* **What you are asked to do**
Output each entry exactly; skip nothing.

# # # # # # #

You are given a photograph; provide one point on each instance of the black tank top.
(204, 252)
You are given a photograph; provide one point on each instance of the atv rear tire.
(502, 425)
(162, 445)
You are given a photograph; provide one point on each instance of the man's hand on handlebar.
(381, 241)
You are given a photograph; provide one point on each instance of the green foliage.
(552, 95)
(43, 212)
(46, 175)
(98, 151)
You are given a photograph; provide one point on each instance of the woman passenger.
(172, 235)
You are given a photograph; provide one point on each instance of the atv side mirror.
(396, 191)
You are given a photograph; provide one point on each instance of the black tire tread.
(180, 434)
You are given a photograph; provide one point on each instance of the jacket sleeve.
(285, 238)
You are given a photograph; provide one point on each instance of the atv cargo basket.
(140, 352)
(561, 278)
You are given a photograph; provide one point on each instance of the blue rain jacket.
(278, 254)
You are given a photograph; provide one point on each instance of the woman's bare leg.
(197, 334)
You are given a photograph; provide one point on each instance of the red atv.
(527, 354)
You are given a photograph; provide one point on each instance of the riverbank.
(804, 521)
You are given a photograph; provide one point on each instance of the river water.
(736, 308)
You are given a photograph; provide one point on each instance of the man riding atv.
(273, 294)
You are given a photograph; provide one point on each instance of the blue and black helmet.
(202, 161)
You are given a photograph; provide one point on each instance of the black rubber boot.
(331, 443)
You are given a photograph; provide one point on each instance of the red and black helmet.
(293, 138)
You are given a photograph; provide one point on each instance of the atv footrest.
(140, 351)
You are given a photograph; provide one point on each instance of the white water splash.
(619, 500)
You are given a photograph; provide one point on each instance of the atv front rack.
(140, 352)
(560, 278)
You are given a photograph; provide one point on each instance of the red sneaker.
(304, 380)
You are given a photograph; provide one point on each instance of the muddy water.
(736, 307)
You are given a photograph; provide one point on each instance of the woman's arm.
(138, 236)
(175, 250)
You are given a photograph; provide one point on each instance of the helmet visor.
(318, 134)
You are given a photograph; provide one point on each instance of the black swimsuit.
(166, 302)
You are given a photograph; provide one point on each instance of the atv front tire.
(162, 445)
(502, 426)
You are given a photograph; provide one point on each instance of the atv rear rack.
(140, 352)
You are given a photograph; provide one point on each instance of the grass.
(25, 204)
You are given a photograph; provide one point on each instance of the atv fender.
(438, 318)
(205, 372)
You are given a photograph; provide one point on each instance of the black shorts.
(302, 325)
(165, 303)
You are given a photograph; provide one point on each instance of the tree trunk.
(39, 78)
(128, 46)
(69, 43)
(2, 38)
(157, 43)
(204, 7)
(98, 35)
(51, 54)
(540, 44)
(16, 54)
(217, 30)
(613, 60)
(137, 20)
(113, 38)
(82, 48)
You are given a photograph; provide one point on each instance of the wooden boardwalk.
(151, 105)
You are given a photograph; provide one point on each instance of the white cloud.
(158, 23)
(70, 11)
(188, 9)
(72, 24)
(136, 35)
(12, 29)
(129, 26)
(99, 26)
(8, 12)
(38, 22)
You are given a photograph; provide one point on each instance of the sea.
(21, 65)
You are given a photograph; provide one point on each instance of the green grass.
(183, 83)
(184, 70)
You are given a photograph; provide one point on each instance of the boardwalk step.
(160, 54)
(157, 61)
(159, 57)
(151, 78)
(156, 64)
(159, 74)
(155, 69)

# # # # # # #

* **Task solution**
You are given a photograph; provide one point on each instance of the black tank top.
(204, 252)
You are given a photograph; provide one point on each instance of the atv rear tire.
(502, 425)
(162, 445)
You are given a photograph; provide one point on each instance of the man's hand on handlebar.
(381, 241)
You are given a photograph; provide one point on each instance of the green foliage.
(552, 95)
(43, 212)
(46, 175)
(98, 151)
You are given a photograph; provide one point on each instance of the woman passenger.
(172, 235)
You are given a photograph; provide one point on each instance of the atv side mirror.
(396, 191)
You are given a photograph; provide one point on each instance of the black tire tread.
(180, 434)
You are given a photograph; provide one point on each instance of the jacket sleeve.
(285, 238)
You are given a photograph; provide one point on each instance of the atv cargo basket.
(140, 352)
(561, 278)
You are given a photograph; provide one point on each instance of the blue rain jacket.
(278, 254)
You are given a photograph; provide one point on each instance of the woman's bare leg.
(197, 334)
You are given a photograph; provide one point on each instance of the red atv.
(527, 354)
You are given a photograph; provide one point on each instance of the riverbank.
(804, 521)
You are given a photograph; provide one point on each instance of the river water.
(736, 308)
You are given a photograph; provide one point on each instance of the man riding atv.
(273, 294)
You are given a photograph; provide one point on each instance of the blue and black helmet.
(202, 161)
You are given a photograph; provide one point on each instance of the black rubber boot.
(331, 443)
You are given a photograph; provide one point on each instance of the red and black helmet.
(293, 138)
You are given a photograph; provide one point on each instance of the atv footrest.
(140, 351)
You are given a photograph; provide one point on each instance of the white water splash.
(619, 500)
You are given a photograph; provide one point on each instance of the atv front rack.
(140, 352)
(560, 278)
You are given a photograph; provide one point on each instance of the red sneaker.
(304, 380)
You are given a photograph; provide one point on each instance of the muddy water.
(736, 307)
You are given a photograph; provide one point on each instance of the woman's arm.
(138, 236)
(175, 250)
You are given a photograph; provide one point on each instance of the helmet visor.
(318, 134)
You are given a photograph; provide one point on each instance of the black swimsuit.
(166, 302)
You are given a photograph; provide one point on each instance of the atv front tire.
(162, 445)
(502, 426)
You are given a photograph; provide one point on each instance of the atv rear rack.
(140, 352)
You are given a photograph; provide one point on each instance of the grass.
(25, 204)
You are given a photograph; provide one point on each instance of the atv fender.
(438, 318)
(205, 372)
You are given a photograph; provide one point on each instance of the black shorts.
(302, 325)
(165, 303)
You are given a photograph; provide one point on each instance of the tree trunk.
(39, 78)
(128, 46)
(69, 43)
(2, 38)
(157, 43)
(204, 7)
(98, 35)
(51, 54)
(540, 44)
(16, 54)
(217, 30)
(613, 60)
(137, 20)
(113, 38)
(82, 48)
You are given a photograph; provide one point on each instance of the wooden boardwalk.
(151, 105)
You are given a photograph; provide one point on each instance of the white cloud.
(158, 23)
(70, 11)
(188, 9)
(72, 24)
(136, 35)
(12, 29)
(129, 26)
(99, 26)
(8, 12)
(38, 22)
You are given a photograph; provide one point on each instance of the sea.
(21, 65)
You are given a photograph; provide one point on each instance of the green grass.
(183, 83)
(184, 70)
You are given a photograph; provide one point on each instance of the boardwalk step.
(160, 54)
(157, 61)
(159, 57)
(151, 78)
(156, 64)
(159, 74)
(155, 69)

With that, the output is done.